[Begin]
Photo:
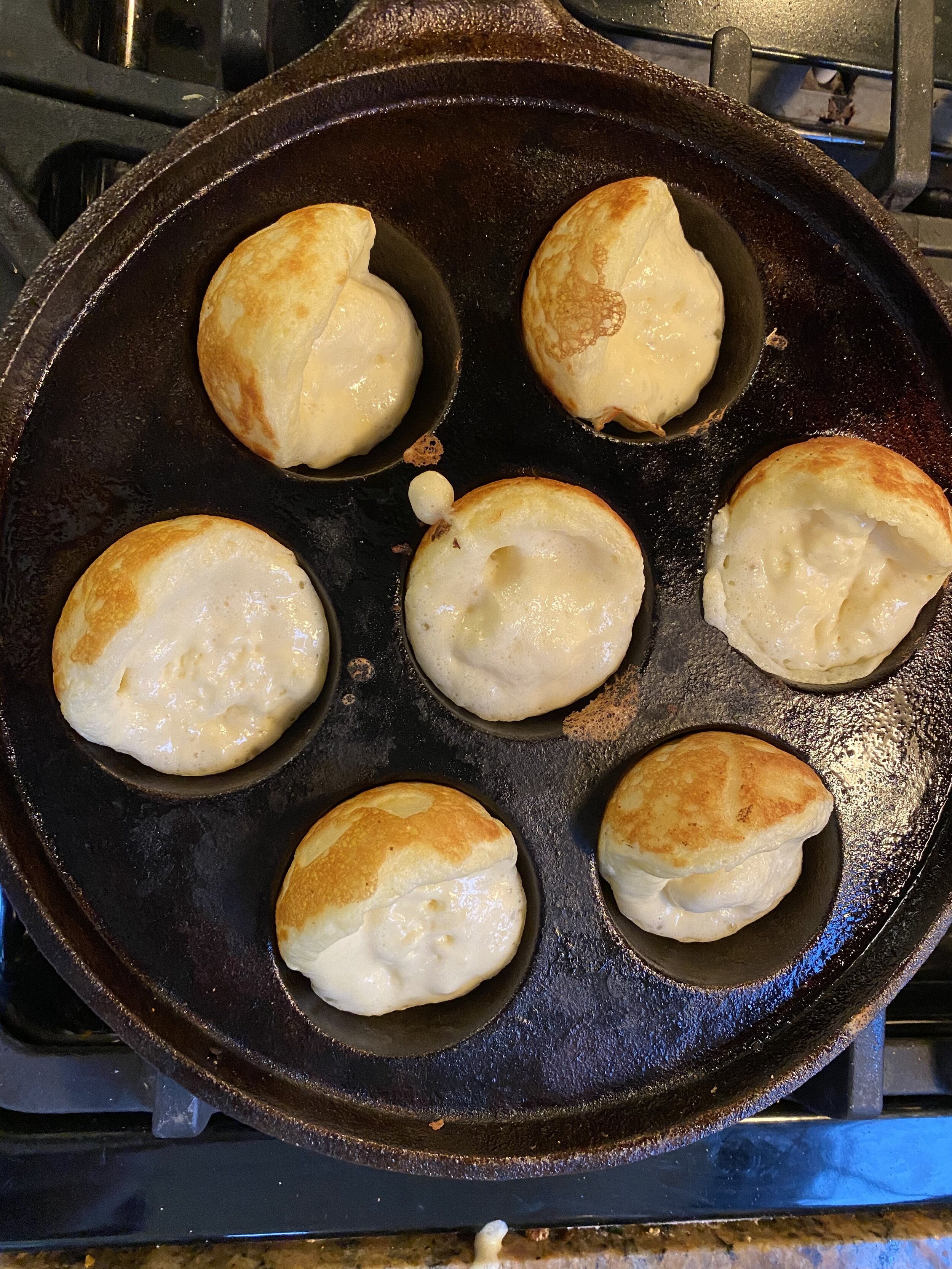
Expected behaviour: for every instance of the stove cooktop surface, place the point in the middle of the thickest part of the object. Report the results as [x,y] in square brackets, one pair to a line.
[94,1145]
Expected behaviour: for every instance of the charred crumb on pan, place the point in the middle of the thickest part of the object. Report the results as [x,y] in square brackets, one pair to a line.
[700,429]
[360,669]
[425,452]
[610,715]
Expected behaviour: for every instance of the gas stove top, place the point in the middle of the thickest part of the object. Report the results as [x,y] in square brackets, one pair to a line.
[98,1148]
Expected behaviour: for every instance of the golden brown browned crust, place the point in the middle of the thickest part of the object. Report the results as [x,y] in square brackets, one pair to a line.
[107,594]
[579,309]
[350,871]
[256,289]
[885,470]
[710,787]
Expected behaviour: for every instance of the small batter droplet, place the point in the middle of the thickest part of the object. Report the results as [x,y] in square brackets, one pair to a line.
[431,498]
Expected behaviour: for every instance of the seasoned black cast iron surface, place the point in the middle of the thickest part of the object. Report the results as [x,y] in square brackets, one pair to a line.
[158,904]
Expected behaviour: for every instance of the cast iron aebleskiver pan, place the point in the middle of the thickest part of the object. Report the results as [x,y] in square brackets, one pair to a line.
[468,129]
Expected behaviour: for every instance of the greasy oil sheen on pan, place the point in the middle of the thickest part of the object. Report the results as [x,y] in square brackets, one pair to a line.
[155,895]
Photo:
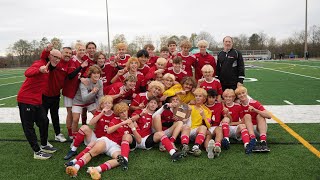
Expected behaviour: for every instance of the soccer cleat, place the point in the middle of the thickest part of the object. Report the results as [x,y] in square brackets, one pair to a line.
[250,146]
[217,151]
[123,162]
[161,148]
[196,151]
[174,146]
[210,149]
[70,154]
[41,155]
[176,156]
[225,143]
[94,173]
[48,144]
[60,138]
[71,171]
[264,147]
[48,149]
[257,147]
[69,163]
[185,149]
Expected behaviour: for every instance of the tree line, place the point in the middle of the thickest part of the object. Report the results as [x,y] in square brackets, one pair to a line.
[24,52]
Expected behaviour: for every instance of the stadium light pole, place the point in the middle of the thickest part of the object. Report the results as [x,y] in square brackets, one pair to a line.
[306,33]
[107,11]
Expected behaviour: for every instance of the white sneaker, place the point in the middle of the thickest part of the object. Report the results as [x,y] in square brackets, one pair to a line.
[60,137]
[210,149]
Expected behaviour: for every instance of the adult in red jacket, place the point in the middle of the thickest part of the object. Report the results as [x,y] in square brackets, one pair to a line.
[30,104]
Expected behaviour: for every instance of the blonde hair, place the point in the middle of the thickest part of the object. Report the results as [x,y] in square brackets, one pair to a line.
[203,43]
[120,107]
[161,61]
[200,91]
[132,59]
[185,43]
[121,46]
[207,67]
[103,100]
[168,75]
[156,84]
[241,89]
[228,92]
[78,45]
[94,69]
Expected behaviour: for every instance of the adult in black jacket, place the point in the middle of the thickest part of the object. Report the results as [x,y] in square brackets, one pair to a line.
[230,66]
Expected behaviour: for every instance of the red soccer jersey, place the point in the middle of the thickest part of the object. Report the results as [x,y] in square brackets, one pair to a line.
[108,72]
[140,98]
[144,123]
[166,116]
[139,83]
[187,63]
[115,89]
[71,86]
[122,61]
[56,79]
[236,112]
[214,84]
[144,70]
[32,89]
[116,136]
[216,110]
[256,105]
[152,61]
[203,60]
[102,124]
[178,75]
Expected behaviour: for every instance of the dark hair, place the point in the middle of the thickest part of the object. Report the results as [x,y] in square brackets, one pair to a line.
[177,60]
[67,48]
[164,49]
[142,53]
[91,42]
[171,42]
[212,93]
[154,98]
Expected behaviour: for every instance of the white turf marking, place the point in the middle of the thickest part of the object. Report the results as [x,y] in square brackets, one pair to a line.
[300,65]
[290,73]
[11,77]
[11,83]
[8,97]
[288,102]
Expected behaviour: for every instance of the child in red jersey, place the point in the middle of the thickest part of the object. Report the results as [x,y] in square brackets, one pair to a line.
[209,81]
[121,58]
[177,69]
[213,147]
[233,126]
[109,145]
[100,120]
[254,118]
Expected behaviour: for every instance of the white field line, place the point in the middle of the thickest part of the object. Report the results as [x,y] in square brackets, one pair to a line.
[8,97]
[297,64]
[289,73]
[11,77]
[11,83]
[288,102]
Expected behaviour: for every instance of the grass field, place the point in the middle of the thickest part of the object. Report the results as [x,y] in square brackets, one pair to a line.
[295,81]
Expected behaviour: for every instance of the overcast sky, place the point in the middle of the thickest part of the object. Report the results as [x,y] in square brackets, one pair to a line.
[86,19]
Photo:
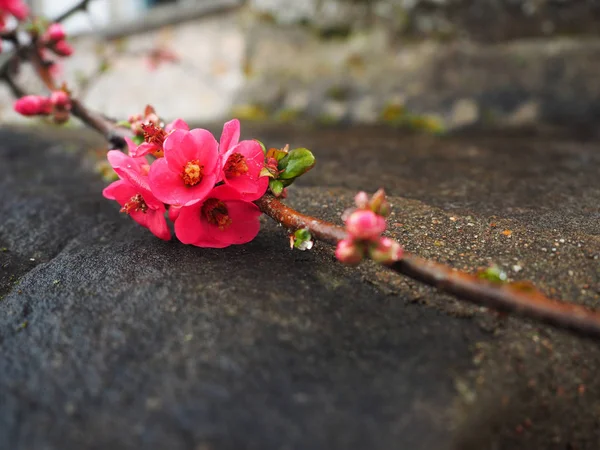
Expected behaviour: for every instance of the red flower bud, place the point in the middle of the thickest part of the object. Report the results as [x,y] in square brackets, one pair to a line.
[33,105]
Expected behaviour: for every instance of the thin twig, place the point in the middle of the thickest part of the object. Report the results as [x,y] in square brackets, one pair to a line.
[99,123]
[16,90]
[81,6]
[519,298]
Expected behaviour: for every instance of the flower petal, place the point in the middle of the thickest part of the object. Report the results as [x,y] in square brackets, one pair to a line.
[177,124]
[189,227]
[157,224]
[120,190]
[145,148]
[128,168]
[244,223]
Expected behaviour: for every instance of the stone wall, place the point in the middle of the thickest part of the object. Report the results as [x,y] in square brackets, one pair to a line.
[440,64]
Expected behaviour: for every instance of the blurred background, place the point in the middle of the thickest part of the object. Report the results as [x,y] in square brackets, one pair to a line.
[435,65]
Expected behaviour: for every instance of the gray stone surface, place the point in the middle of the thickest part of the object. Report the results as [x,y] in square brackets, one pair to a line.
[110,338]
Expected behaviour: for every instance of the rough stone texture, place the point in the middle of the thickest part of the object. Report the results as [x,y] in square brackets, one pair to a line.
[110,338]
[483,20]
[369,74]
[354,66]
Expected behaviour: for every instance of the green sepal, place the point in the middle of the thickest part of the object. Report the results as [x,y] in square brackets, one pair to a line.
[303,239]
[137,139]
[493,274]
[276,187]
[262,146]
[296,163]
[265,172]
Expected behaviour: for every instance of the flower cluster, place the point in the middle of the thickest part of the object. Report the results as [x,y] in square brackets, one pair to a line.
[57,105]
[364,225]
[207,187]
[15,8]
[55,39]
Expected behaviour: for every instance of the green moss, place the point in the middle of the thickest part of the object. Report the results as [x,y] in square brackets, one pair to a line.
[288,115]
[250,112]
[397,115]
[338,93]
[End]
* **Task to complete**:
Reproduce all of the records above, substituting "widest part" for every occurrence of "thickest part" and leaving everything else unchanged. Omit the pictures from your answer.

* **Written reply**:
Photo:
Expected behaviour: for every instance of the stove cooktop surface, place the point in the middle of the widest part of the object. Report the results as [x,y] in square brackets, one pair to a line.
[94,1145]
Expected behaviour: for every instance of the charred crumb on pan, place the point in the middle of the widest part of the object. Report the results as [x,y] in square brackets, one pair to a line.
[700,429]
[360,669]
[425,452]
[610,715]
Expected behaviour: for every instance of the gas stove top, place the point in the middle of the widest part of the object. Report the results as [x,y] in square brackets, one pair to a line.
[98,1148]
Expected behaviour: for every instance of the golden brown browned crust, place the point in the middle of the widest part of the object. Report the results as [x,y] in square brackets, one pair to a line.
[107,594]
[579,309]
[350,871]
[256,289]
[885,470]
[710,787]
Expected behaviour: for every instance of the small batter droplet, place the point in the middle of the widest part of the object. Report the results as [x,y] in square brackets, one pair to a line.
[431,498]
Expected behaviour: for every instance of the seasoned black cast iron surface, place the point in the middle of the widest part of the object. Report the results as [x,y] in square brackets, one pair to a line.
[158,904]
Expected behaviour: for every instance of the cast iron aebleskiver pan, place the point in the middle of the widest part of the object. Report the results as [x,y] in square brackets, one pair to a line.
[468,129]
Expected behaviour: for every instance of the greasy oil sheen on pan, place the point in the middle of the widest part of the object. Report the results as [x,y] in square brackets, one pair to a line.
[155,895]
Photo:
Expected behaviour: for every instance of the soccer cleat, place the point in the middle of the widest part of the object. Report the results as [x,y] in square brackets, one pair to a line.
[250,146]
[217,151]
[123,162]
[161,148]
[196,151]
[174,146]
[210,149]
[70,154]
[41,155]
[176,156]
[225,143]
[94,173]
[48,144]
[60,138]
[71,171]
[264,147]
[48,149]
[257,147]
[69,163]
[185,149]
Expected behaviour: for every instance of the tree line, place the point in the middle of the widest part of the object. Report the results as [x,y] in square brackets, one pair to a line.
[24,52]
Expected behaviour: for every instance of the stadium light pole, place the point in the middle of the widest part of the object. Report the results as [x,y] in square brackets, one pair to a line.
[306,33]
[107,11]
Expected behaviour: for every instance of the white sneaker, place the point in the middle of the widest part of the object. Report the results as [x,y] in square brackets, one pair to a line.
[60,137]
[210,149]
Expected behaviour: for every instance of the adult in red jacket, place the point in the middle of the widest part of the object. Report the results as [x,y] in square brackets, one pair to a line.
[30,104]
Expected behaviour: for every instance of the blonde hair, place the point in the middle of the widest part of the object. Report the results as [x,y] in square brackets, one pair to a line.
[203,43]
[120,107]
[161,61]
[200,91]
[132,59]
[185,43]
[121,46]
[207,67]
[103,100]
[168,75]
[156,84]
[241,89]
[228,92]
[78,45]
[94,69]
Expected behaviour: for every instance of the adult in black jacket, place the point in the middle of the widest part of the object. Report the results as [x,y] in square brackets, one pair to a line.
[230,66]
Expected behaviour: for every instance of the red soccer jersey, place the point in the middle of the widest part of the object. Report the results as [x,y] in square brackets, one pair to a line.
[108,72]
[140,98]
[144,123]
[166,116]
[139,83]
[187,63]
[115,89]
[71,86]
[122,61]
[56,79]
[236,112]
[214,84]
[144,70]
[32,89]
[116,136]
[216,110]
[256,105]
[152,61]
[203,60]
[102,124]
[178,75]
Expected behaviour: for every instance of the dark hair, place the point in the middle of the widest part of the object. Report the results as [x,y] in square brackets, one pair to a line.
[177,60]
[67,48]
[164,49]
[142,53]
[91,42]
[171,42]
[212,93]
[154,98]
Expected behaviour: for every instance of the white turf marking, place the point in the middle of the widest part of the object. Report the results as [x,y] in square brackets, one pair to a line.
[300,65]
[290,73]
[11,77]
[11,83]
[8,97]
[288,102]
Expected behaviour: for every instance of the child in red jersey, place the point in the middle of the widest part of the object. Report the results as [x,y] in square brackets, one pair to a line.
[209,81]
[121,58]
[177,69]
[213,147]
[233,126]
[109,145]
[100,120]
[254,118]
Expected behaviour: for every instance of the white field line, place the point in the middle of the widest part of the object. Report the results as [x,y] in square brackets, one pair to a line.
[8,97]
[297,64]
[289,73]
[11,77]
[11,83]
[288,102]
Expected behaviour: for every instance of the grass field, place the point in the middle of the widest part of the object. Report the results as [x,y] in square brackets, one pair to a line.
[295,81]
Expected behaviour: for every instance of the overcast sky, place the point in the middle of the widest part of the object. Report the results as [x,y] in square brackets, one pair to a line.
[86,19]
Photo:
Expected behaviour: for every instance of the red flower bud, place the point in the middle of the widest part of the object. Report the results as [x,y] in square brackets, one pair to a line.
[33,105]
Expected behaviour: for every instance of the thin twig, place the point in the middle of the widest part of the object. Report the results as [x,y] in square brackets, one pair to a line.
[99,123]
[16,90]
[81,6]
[519,298]
Expected behaviour: for every instance of the flower petal, place the point in the middle of the widest part of the object. Report the results as [x,y] in square brackets, one pair to a line.
[177,124]
[189,227]
[157,224]
[120,190]
[145,148]
[128,168]
[244,223]
Expected behaviour: for every instance of the stone wall, place the point in the middle of the widest part of the object. Report the results as [x,y] in square brackets, one pair to a line.
[440,64]
Expected behaviour: for every instance of the blurred background, place the point in the middle of the widest part of the object. Report the results as [x,y] in square brackets, one pair to a line.
[435,65]
Expected behaviour: for every instance of the gray stone surface, place the point in the middle of the widest part of the object. Report the results as [x,y] in square brackets, one pair to a line.
[110,338]
Expected behaviour: for every instance of the rough stone texture, place the point in the middle of the widest part of the object. Report the results as [x,y] in square brackets, one pair to a line.
[110,338]
[483,20]
[369,74]
[354,66]
Expected behaviour: for every instance of the green sepal, place the point in the middle of the widest part of the object. Report the results as [x,y] in square brackets, one pair to a line.
[303,239]
[137,139]
[493,274]
[276,187]
[262,146]
[296,163]
[265,172]
Expected behaviour: for every instance of the flower cluster, place the point in the middle of the widest part of the object. Report the results as [x,y] in square brackets, one pair to a line.
[57,105]
[364,225]
[207,187]
[15,8]
[55,39]
Expected behaviour: for every instance of the green moss, place the point in the middle of the widest part of the object. Report the results as [x,y] in square brackets, one pair to a line.
[288,115]
[250,112]
[397,115]
[338,93]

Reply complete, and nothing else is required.